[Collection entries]
○ ○ ○ ○ ○ ○ ○

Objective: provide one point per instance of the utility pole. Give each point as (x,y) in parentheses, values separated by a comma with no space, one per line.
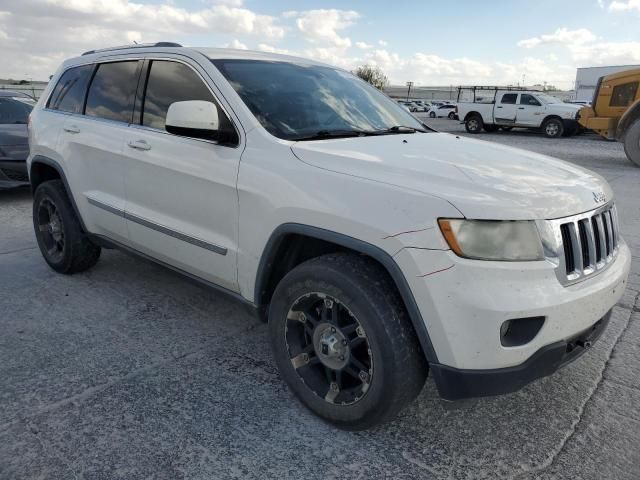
(409,84)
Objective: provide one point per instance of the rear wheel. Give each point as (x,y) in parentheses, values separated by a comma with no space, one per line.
(474,124)
(632,143)
(343,342)
(553,128)
(64,246)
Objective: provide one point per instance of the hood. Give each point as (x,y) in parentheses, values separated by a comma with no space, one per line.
(482,180)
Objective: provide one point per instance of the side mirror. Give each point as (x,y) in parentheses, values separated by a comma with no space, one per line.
(193,118)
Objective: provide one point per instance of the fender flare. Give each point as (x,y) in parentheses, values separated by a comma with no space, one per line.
(389,264)
(41,159)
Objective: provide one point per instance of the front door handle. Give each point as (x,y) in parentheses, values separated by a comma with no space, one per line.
(139,145)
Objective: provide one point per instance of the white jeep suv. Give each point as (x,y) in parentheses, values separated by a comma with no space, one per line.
(377,249)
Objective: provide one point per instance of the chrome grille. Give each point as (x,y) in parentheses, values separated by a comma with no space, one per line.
(582,245)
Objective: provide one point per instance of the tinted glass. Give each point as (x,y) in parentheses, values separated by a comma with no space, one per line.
(112,91)
(68,96)
(171,82)
(294,101)
(623,95)
(526,99)
(14,111)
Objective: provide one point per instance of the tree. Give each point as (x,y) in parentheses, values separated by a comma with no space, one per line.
(373,75)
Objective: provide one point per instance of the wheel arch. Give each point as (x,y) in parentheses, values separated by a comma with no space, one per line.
(43,169)
(279,256)
(628,118)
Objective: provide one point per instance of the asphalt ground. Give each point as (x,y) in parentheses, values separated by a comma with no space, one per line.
(130,371)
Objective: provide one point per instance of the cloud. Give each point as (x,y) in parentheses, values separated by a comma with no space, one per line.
(363,45)
(322,26)
(38,34)
(561,36)
(628,6)
(587,49)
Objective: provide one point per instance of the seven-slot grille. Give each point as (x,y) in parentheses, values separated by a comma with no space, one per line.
(589,243)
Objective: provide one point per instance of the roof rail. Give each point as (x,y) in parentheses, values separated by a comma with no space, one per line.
(136,45)
(484,87)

○ ○ ○ ○ ○ ○ ○

- [Exercise details]
Write the lines above out again exactly, excluding every picture.

- [Response to the exercise]
Objective: provide one point per instance of the utility pole. Give each point as (x,y) in parentheses, values separated by a comma with no space, one per line.
(409,84)
Objective: provide one point per instance of the rear wheel. Give each point as (x,y) in parentheses, values separated by a comma with no space, one per line.
(474,124)
(632,143)
(343,342)
(553,128)
(64,246)
Objective: provide one point per instance of the hood. Give each point as (x,y) in parentheses, values separated by a comma with no space, one per line.
(482,180)
Objective: provide one point per instance of the side mirror. Give each point as (x,y) in parentheses, values separated by a comma with no space, one per line.
(193,118)
Objective: provide one point per instance of the fender flare. Give each point as (x,y) in parentheses, values separated by a comma with no space, one per line.
(389,264)
(41,159)
Objective: provide one point per instance of the front door handle. Give each point as (x,y) in parentheses, values separated by a comma with no space, one per line.
(139,145)
Objective: provide one point per instance of the white jeep suv. Give each point as (x,y) in parentheses, values separated by a comma with no space, one per line.
(377,249)
Objective: provide one point per instance of the chrome grille. Give each point as (x,y) in parentheses, values separated by a comma with no space, one per line.
(582,245)
Objective: provide one point per instance of the tinted glass. Give each point as (x,y) in parentheses, values separated by a comma with no space, one per line.
(112,91)
(68,96)
(171,82)
(294,101)
(623,95)
(526,99)
(14,111)
Objective: provide one point per instance of the tree. Give each point as (x,y) in parentheses, values separated by a comma with no space, one per line.
(373,75)
Objective: provide one point per instance of the wheel arch. Give each point as (x,y) in parentheses, values separated by a comma with no space, one per line.
(43,169)
(279,256)
(628,118)
Objective: provide one point per instance of the asphalt ground. Give each point as (x,y) in parentheses, values separated by a comma with no space, one per line.
(130,371)
Objective: provide one point per instance of the cloud. Give each point as (x,y) in parentheses, values separated by a comma with no space, one per line.
(363,45)
(322,26)
(38,34)
(561,36)
(628,6)
(587,49)
Objective: provide one point per instance of the seven-slot grille. Give each point as (x,y) in parentheses, values separated by a comma with no space, one per line.
(589,243)
Objective: provide one point per instance of the roof rail. Give each point as (x,y) in parentheses, values separated by a comma with no space, one per line.
(136,45)
(484,87)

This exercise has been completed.